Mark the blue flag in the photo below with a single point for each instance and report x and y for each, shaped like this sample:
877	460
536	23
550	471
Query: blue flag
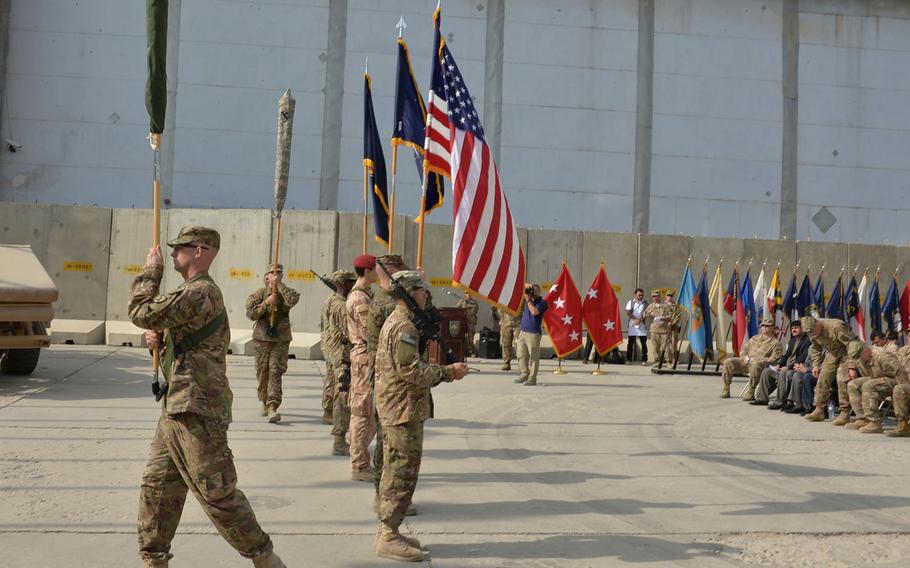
790	300
891	307
819	295
875	307
704	303
411	123
689	301
747	303
374	161
835	309
805	299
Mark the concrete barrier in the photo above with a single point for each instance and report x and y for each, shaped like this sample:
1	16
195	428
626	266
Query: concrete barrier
73	244
77	332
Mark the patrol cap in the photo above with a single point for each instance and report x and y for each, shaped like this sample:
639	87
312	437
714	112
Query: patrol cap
365	261
341	276
202	236
854	348
410	280
394	260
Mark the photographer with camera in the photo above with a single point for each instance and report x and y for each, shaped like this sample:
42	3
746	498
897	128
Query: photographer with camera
529	335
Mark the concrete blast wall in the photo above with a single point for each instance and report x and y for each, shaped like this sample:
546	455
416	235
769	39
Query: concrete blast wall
94	253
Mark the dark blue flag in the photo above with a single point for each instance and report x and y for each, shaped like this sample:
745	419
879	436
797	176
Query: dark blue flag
747	303
875	306
410	122
790	300
835	308
805	299
819	295
705	303
891	308
374	161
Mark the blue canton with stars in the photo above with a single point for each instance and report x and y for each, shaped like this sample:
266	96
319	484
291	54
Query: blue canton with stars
462	112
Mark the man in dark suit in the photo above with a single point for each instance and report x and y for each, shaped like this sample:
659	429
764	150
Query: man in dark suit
780	377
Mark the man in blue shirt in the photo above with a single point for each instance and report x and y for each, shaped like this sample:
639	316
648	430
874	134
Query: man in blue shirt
529	335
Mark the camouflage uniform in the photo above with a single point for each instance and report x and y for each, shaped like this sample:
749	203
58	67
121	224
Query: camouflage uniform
470	306
336	352
877	379
189	450
762	351
403	383
360	397
271	351
508	325
660	316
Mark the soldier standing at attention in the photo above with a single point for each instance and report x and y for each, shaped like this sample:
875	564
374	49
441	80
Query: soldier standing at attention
189	449
360	397
507	326
470	307
337	354
830	338
403	383
270	344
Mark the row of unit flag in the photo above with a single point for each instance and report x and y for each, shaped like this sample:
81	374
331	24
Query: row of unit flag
447	141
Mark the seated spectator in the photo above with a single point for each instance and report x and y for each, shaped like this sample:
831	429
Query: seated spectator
756	355
873	377
779	378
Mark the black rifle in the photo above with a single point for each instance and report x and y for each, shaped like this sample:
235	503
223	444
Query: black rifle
426	321
326	281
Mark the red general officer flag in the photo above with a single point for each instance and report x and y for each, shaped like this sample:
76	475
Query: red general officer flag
563	316
601	314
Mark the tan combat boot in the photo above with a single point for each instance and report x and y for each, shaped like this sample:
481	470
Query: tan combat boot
843	418
390	544
902	430
856	424
269	560
817	415
340	447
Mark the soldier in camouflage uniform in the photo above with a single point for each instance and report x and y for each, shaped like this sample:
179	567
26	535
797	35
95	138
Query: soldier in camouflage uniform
189	450
873	377
830	338
756	355
336	352
508	325
360	397
403	382
470	307
661	317
381	308
270	345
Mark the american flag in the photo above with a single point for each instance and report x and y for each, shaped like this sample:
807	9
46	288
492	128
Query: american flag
486	255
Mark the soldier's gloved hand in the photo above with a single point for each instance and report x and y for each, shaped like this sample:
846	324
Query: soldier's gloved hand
153	258
153	339
461	369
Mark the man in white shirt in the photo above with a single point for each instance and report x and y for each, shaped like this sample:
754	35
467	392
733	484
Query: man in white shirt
635	309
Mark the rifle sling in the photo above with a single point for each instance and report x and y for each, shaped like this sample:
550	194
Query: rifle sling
189	342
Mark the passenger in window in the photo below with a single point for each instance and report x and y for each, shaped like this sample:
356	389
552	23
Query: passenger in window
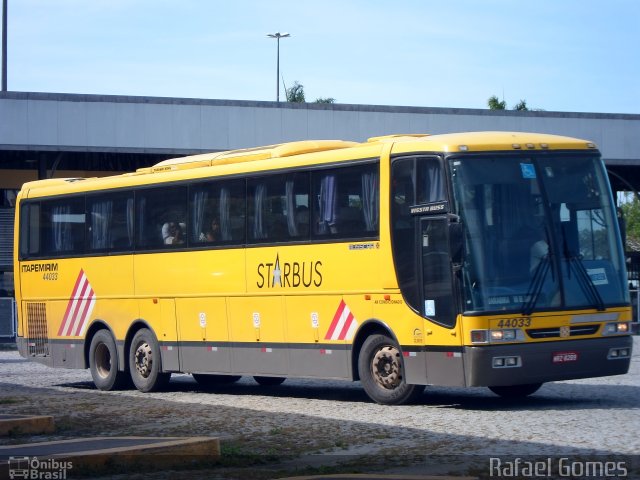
213	232
302	220
172	233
##########
Please give all of the data above again, replacing "shaped like this sample" with "formatted like this sample" wherever it occurs and keeping everything else the same. Leave the pictures out of your answer.

Mark the blue flag in the photo below with a single point for each instance and report x and y for each, formatted like this sample:
877	460
536	23
550	471
Query: blue flag
790	300
891	307
819	295
875	307
704	303
411	123
689	301
747	303
374	161
835	309
805	299
Mark the concrete barrier in the photo above with a single point for each instance and report x and y for each, formatted like this sample:
1	16
195	428
626	266
Query: concrete barrier
73	244
77	332
Mark the patrol cap in the photo above with a single point for each instance and report x and y for each, formatted like this sample:
639	87
312	437
714	112
Query: patrol cap
365	261
341	276
202	236
854	348
410	280
394	260
Mark the photographer with camera in the photo above with a single point for each instance and report x and y for each, formatted like this sample:
42	3
746	498
897	128
Query: photographer with camera
529	335
Mark the concrete blast wall in the photo above with a single point for each instance and report x and y for each, formatted like this sample:
546	455
416	235
769	39
Query: concrete blast wall
94	253
Mark the dark blue flag in the photo above with a single point for each instance and report x and y for each, formatted like this sample:
745	419
879	436
797	176
Query: dark blue flag
747	303
875	306
410	122
790	300
835	308
805	299
819	295
705	303
891	308
374	161
Mark the blue canton with stars in the photo above with a single point for each instance and report x and y for each, formatted like this sample:
266	96
319	484
291	54
Query: blue canton with stars
462	112
Mark the man in dark suit in the photo above with a single point for each instance and report x and y for each, formatted like this sample:
659	429
764	150
Query: man in dark suit
780	377
Mark the man in blue shirt in the photo above with a single point for each instance and report x and y for each, formatted like this sample:
639	316
648	430
874	134
Query: man in blue shirt
529	335
Mark the camouflage uniform in the photo above with a single point for each instance and report x and y for each, formatted like this sample:
749	203
58	67
121	224
Query: camouflage uniform
470	306
336	352
877	379
189	450
762	351
403	383
360	397
271	351
508	325
660	316
Mark the soldier standing at attention in the photo above with a single point for each instance and report x and y for each, formatted like this sample:
875	564
374	49
441	80
Query: soldier standing at attention
189	449
360	397
507	326
470	307
337	354
830	338
403	383
270	344
Mark the row of unit flag in the photo above with a single point for each instance and report x and y for each, formatted like this sample:
81	374
331	24
Query: row of unit flag
447	141
Mark the seated spectator in the photo above with a single point for each instance and report x and y for each, formatted like this sample:
831	429
Query: seated spectator
756	355
873	377
779	378
Mark the black rifle in the photo above with a single point for each instance and report x and y for each, formatted like this sample:
235	503
223	444
Query: black rifle
426	321
326	281
Mark the red general officer flag in the photo above with a single point for each instance and report x and y for each, formatted like this sample:
76	475
Query: red general officer flag
563	316
601	314
Mark the tan combat boot in the photo above with a single point for each instance and report x and y for each, formatted like this sample:
481	470
Query: tan combat boot
843	418
390	544
902	430
856	424
269	560
817	415
340	447
Mark the soldier in camouflage uniform in the photo above with a single point for each instance and report x and y for each, formatted like this sample:
179	567
26	535
797	35
95	138
Query: soldier in camouflage uniform
189	450
873	377
830	338
756	355
336	352
508	325
360	397
403	382
470	307
661	317
381	308
270	345
Mark the american flag in the photo above with a single point for each instance and report x and y for each, formatted like this sample:
807	9
46	288
492	128
Query: american flag
486	255
Mark the soldier's gloved hand in the photo above with a single point for each instance and report x and y for each, formatted like this sample:
846	324
Query: soldier's gloved hand
153	258
153	339
461	369
Mark the man in white shirt in the photo above with a single point for each instance and report x and y for each, formatted like this sample:
754	35
467	392
733	484
Query: man in white shirt
635	309
Mark the rifle sling in the photo above with a single point for each instance and report x and y for each, formatted like this sample:
550	194
Query: rifle sling
189	342
Mark the passenger in window in the photo below with a single point for each instance and report x and y for each, formatted like this sample:
356	389
552	23
Query: passenger in window
213	232
302	220
172	233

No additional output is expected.